━━━ RECORDS PROVIDED ━━━

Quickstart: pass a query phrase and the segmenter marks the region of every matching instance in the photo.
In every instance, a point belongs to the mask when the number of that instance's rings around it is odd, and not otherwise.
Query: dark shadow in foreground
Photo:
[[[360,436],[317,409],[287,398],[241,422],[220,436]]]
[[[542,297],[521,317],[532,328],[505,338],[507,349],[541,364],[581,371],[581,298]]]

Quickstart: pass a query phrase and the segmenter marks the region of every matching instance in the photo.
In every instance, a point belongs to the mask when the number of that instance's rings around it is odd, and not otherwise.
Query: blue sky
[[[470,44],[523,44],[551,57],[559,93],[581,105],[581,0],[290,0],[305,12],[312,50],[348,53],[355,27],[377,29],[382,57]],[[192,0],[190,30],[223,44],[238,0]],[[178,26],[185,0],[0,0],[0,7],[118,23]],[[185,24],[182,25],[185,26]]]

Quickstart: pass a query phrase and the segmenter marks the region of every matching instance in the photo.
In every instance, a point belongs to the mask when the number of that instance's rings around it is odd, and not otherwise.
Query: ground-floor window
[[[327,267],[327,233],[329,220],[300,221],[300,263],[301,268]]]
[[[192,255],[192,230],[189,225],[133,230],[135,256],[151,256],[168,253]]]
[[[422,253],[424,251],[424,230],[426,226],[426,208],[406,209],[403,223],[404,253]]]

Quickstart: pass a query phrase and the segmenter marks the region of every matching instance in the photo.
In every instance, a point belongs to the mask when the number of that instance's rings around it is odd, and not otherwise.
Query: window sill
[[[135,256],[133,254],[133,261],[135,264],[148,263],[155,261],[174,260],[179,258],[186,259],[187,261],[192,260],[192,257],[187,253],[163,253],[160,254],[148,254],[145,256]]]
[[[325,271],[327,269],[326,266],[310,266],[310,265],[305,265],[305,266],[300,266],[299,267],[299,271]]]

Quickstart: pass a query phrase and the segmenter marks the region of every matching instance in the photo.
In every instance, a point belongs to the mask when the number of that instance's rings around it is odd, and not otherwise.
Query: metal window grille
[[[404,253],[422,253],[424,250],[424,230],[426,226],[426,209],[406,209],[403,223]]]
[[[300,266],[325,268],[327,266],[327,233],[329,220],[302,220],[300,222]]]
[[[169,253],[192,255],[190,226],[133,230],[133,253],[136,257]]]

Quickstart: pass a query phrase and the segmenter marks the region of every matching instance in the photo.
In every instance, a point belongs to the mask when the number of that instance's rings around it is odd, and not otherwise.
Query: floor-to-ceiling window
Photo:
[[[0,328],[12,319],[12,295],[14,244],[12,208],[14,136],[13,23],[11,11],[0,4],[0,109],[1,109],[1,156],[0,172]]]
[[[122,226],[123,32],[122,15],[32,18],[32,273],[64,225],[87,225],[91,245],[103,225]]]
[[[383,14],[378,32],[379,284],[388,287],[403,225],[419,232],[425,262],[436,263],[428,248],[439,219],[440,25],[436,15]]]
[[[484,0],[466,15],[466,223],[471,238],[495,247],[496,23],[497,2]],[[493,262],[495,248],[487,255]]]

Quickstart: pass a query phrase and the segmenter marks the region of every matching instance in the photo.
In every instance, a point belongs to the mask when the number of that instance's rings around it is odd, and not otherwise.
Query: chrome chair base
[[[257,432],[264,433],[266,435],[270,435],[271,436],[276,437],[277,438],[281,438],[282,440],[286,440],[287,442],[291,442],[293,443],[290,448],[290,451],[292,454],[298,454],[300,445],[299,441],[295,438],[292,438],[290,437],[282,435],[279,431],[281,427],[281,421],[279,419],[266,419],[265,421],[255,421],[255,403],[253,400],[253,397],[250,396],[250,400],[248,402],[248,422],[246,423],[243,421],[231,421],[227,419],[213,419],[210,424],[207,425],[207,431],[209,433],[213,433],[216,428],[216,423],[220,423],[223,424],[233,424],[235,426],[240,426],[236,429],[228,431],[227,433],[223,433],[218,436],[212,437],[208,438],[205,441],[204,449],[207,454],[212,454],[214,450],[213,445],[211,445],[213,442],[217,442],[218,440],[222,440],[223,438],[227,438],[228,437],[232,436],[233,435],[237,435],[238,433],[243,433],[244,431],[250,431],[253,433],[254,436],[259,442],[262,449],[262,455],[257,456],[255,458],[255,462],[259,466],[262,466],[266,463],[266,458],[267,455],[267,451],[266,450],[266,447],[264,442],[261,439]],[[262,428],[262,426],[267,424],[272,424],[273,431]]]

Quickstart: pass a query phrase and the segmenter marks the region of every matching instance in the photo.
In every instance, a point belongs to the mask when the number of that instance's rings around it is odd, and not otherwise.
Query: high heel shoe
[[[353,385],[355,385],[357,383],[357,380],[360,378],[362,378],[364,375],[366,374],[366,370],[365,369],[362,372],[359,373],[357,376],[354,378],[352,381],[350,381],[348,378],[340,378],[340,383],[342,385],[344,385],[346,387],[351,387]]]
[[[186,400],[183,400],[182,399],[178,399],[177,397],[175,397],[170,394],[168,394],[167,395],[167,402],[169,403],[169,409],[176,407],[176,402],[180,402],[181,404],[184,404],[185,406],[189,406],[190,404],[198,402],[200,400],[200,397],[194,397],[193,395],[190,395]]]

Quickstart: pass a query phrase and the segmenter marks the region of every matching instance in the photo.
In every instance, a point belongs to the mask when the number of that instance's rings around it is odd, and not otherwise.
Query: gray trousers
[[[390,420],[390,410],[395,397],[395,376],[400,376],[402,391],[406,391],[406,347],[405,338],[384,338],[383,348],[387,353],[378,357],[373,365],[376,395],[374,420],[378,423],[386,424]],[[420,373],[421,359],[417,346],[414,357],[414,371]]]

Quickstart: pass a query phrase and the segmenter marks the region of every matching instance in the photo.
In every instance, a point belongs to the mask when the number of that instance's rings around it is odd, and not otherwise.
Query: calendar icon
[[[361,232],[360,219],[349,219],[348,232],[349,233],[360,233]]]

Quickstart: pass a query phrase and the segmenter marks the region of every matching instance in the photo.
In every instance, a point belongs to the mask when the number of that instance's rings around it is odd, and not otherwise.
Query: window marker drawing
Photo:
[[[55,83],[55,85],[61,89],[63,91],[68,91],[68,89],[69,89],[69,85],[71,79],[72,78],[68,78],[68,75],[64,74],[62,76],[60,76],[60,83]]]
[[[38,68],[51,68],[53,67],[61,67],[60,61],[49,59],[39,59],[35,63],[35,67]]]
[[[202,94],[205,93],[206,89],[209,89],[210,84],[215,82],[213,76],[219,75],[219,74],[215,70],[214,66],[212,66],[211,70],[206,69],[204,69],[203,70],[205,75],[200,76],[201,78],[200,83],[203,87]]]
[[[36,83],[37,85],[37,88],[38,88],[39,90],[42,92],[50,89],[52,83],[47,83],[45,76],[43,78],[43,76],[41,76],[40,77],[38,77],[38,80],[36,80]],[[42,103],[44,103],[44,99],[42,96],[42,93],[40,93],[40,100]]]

━━━

* _DIRECTIONS FOR THIS TASK_
Write out again the material from its first line through the line that contains "[[[360,436],[317,409],[287,398],[241,422],[220,436]]]", both included, leaving the requests unchanged. Multiply every coordinate in the answers by 1.7 and round each result to a whole number, with halves rounded up.

* _WRITTEN SOLUTION_
Quickstart: pass a query phrase and the segmenter marks the region of every matching instance in the photo.
In every instance, a point belongs to the mask when the number of that instance's rings around it is odd, and not otherwise.
Query: dark shadow in foreground
Photo:
[[[612,741],[539,695],[488,677],[410,717],[374,741]]]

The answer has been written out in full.